* **DIRECTIONS FOR THIS TASK**
Hand back all records exactly, pictures omitted.
(DATA SECTION)
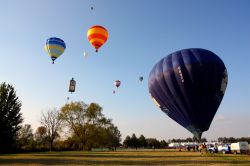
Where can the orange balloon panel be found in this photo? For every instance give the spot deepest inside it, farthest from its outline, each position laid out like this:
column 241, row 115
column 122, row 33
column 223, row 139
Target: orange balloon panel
column 97, row 36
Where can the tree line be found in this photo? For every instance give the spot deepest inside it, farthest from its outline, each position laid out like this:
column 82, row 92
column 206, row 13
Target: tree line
column 75, row 126
column 84, row 125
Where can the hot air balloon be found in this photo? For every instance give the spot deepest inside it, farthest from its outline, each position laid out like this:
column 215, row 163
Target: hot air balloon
column 85, row 54
column 188, row 85
column 117, row 83
column 97, row 36
column 55, row 47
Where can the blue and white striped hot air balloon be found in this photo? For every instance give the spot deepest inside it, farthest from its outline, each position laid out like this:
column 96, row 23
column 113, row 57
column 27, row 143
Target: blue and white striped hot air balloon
column 55, row 47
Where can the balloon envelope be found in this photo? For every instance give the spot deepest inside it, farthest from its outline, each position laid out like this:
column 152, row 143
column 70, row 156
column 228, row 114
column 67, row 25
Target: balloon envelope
column 117, row 83
column 188, row 85
column 97, row 36
column 55, row 47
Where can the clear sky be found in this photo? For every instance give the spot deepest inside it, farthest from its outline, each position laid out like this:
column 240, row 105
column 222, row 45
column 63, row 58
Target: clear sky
column 141, row 32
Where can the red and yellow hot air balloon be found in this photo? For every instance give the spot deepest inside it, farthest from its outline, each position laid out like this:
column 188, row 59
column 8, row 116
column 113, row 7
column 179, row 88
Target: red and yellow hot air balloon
column 97, row 36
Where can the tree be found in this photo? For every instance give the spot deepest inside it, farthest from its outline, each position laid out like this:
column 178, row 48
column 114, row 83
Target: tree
column 134, row 141
column 90, row 126
column 163, row 143
column 25, row 137
column 73, row 115
column 52, row 122
column 10, row 116
column 127, row 142
column 41, row 137
column 142, row 141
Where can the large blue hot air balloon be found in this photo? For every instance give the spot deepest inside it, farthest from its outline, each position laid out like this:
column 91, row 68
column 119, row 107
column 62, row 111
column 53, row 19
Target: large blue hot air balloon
column 188, row 85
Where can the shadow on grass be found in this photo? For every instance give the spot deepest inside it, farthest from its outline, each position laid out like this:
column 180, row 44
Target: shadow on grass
column 111, row 162
column 111, row 155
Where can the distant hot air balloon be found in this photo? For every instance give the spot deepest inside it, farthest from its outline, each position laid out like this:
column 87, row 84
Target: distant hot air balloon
column 188, row 85
column 97, row 36
column 85, row 54
column 117, row 83
column 54, row 47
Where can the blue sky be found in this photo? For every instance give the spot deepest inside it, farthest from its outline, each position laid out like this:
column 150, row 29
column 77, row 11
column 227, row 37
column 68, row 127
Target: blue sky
column 141, row 32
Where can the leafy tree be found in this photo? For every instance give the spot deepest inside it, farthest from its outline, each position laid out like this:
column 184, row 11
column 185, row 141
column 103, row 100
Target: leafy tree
column 10, row 117
column 153, row 142
column 134, row 141
column 89, row 125
column 41, row 137
column 142, row 141
column 25, row 137
column 52, row 122
column 163, row 143
column 73, row 115
column 127, row 142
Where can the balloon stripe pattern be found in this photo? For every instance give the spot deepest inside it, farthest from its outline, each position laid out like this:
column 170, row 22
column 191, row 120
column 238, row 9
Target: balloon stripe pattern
column 188, row 85
column 55, row 47
column 97, row 36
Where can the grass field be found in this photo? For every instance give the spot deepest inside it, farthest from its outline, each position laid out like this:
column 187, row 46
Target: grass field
column 156, row 157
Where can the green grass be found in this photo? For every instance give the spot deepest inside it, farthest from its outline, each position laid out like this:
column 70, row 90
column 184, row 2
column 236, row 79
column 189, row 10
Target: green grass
column 163, row 157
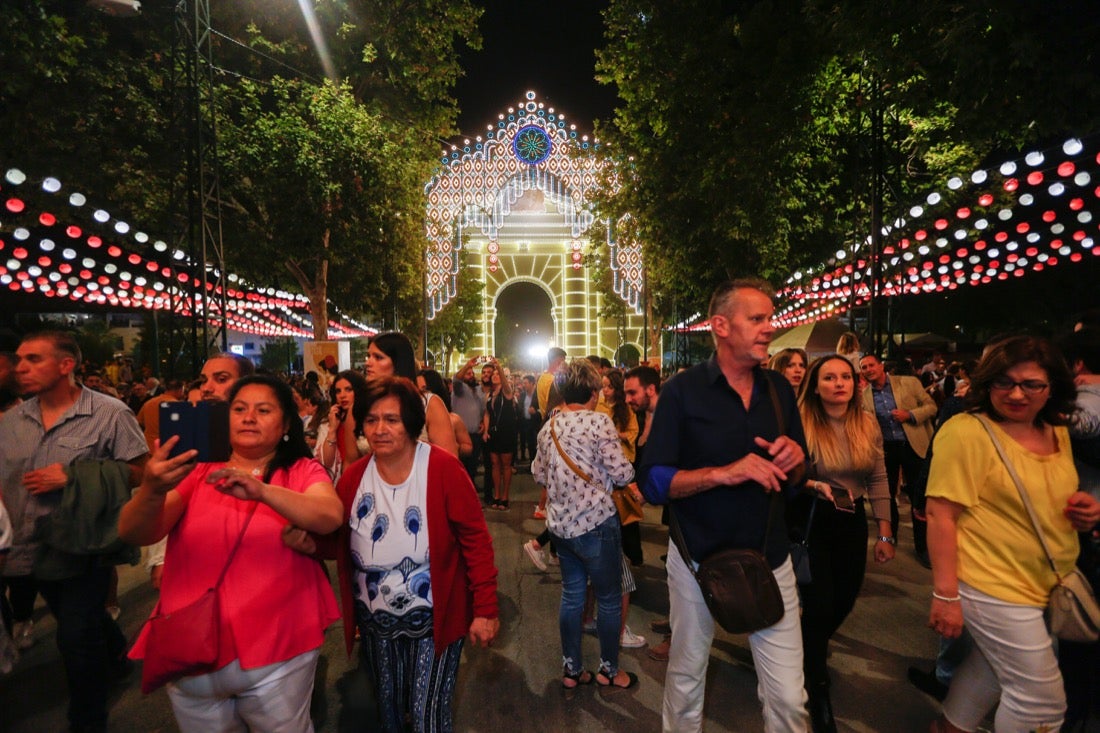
(End DATA SECTION)
* **EXERCISE SOLUTION**
Where can the orange balloon panel be found in this photo? For every instance give the spot deepest inside it, farthest from its outline, each position laid out like this:
column 241, row 115
column 122, row 33
column 223, row 139
Target: orange balloon panel
column 97, row 36
Where can the tree line be found in this photo? For every instance give the spot deepest inside it, farthest from its outline, each position laid out like this:
column 82, row 92
column 206, row 13
Target: tree line
column 75, row 126
column 84, row 125
Where can the hot air balloon be found in this photo? For every instance give the spot deepest inside it, farthest from its outline, each position laid out like this:
column 215, row 163
Target: hot air balloon
column 85, row 54
column 188, row 85
column 117, row 83
column 97, row 36
column 55, row 47
Where can the blue and white striped hot air balloon be found in this photo? For every instance give the spot deepest inside it, farthest from its outline, each position laid out like this:
column 96, row 23
column 113, row 57
column 27, row 143
Target: blue and white striped hot air balloon
column 55, row 47
Where can the balloon envelope be found in this photo? For every instance give the spot deepest inside it, farthest from its outline, each position laid out like this:
column 152, row 143
column 70, row 156
column 228, row 114
column 67, row 25
Target: balloon envelope
column 117, row 83
column 188, row 85
column 97, row 36
column 55, row 47
Where can the clear sky be found in this photo? For every instance give the spot deepest inside it, farthest from its outline, each position laid out like this:
column 240, row 105
column 222, row 45
column 63, row 58
Target: clear sky
column 141, row 32
Where can the red and yellow hot air balloon be found in this photo? For every instance give the spot deepest inside it, farthest from its outline, each position laid out like this:
column 188, row 59
column 8, row 116
column 113, row 7
column 179, row 88
Target: red and yellow hot air balloon
column 97, row 36
Where can the tree be found in this photo? For every instance give the spot deepest inside it, farthest from its outline, each position laid out like this:
column 178, row 48
column 114, row 83
Target: tree
column 134, row 141
column 90, row 126
column 163, row 143
column 25, row 137
column 73, row 115
column 52, row 122
column 10, row 116
column 127, row 142
column 41, row 137
column 142, row 141
Where can the large blue hot air balloon be found in this photo? For every instance give the spot deepest inside it, farthest from its outline, each position laid out like this:
column 91, row 68
column 119, row 107
column 62, row 111
column 53, row 19
Target: large blue hot air balloon
column 188, row 85
Where can the shadow on grass be found in this photo? For every instance give the spot deepest inside it, farthest from its outline, each position laid out like this:
column 180, row 44
Target: shadow on grass
column 111, row 162
column 111, row 155
Where can the distant hot air balloon be found in this photo? For every instance give the spot deepest inside it, farthest from its outline, each position laid out like this:
column 87, row 84
Target: distant hot air balloon
column 188, row 85
column 97, row 36
column 85, row 54
column 117, row 83
column 54, row 47
Where can the blue sky be found in this photo? For every instance give the spot deepest inside it, farthest from its outline, each position laid out like this:
column 150, row 29
column 77, row 11
column 227, row 37
column 68, row 127
Target: blue sky
column 141, row 32
Where can the leafy tree be found in this photo? For every instance give the spot deepest inside it, farthest from its outline, each position laid out like this:
column 184, row 11
column 185, row 141
column 103, row 100
Target: leafy tree
column 10, row 117
column 153, row 142
column 134, row 141
column 89, row 125
column 41, row 137
column 142, row 141
column 25, row 137
column 52, row 122
column 163, row 143
column 73, row 115
column 127, row 142
Where can the balloon stripe pattern be found in this photo? For every instance give the spot deepest inside it, farthest from its outline, each position laid out like this:
column 170, row 22
column 191, row 120
column 238, row 9
Target: balloon stripe pattern
column 188, row 85
column 55, row 47
column 97, row 36
Where can the grass field be found in this photo? For every instance give the spot deepest inside it, farthest from its outline, each position laid out like this:
column 187, row 46
Target: grass field
column 156, row 157
Where can the green grass be found in this photo? For every instance give the spot deepest inside it, farthest from its outline, each position laid out like this:
column 70, row 90
column 184, row 2
column 236, row 79
column 189, row 10
Target: green grass
column 163, row 157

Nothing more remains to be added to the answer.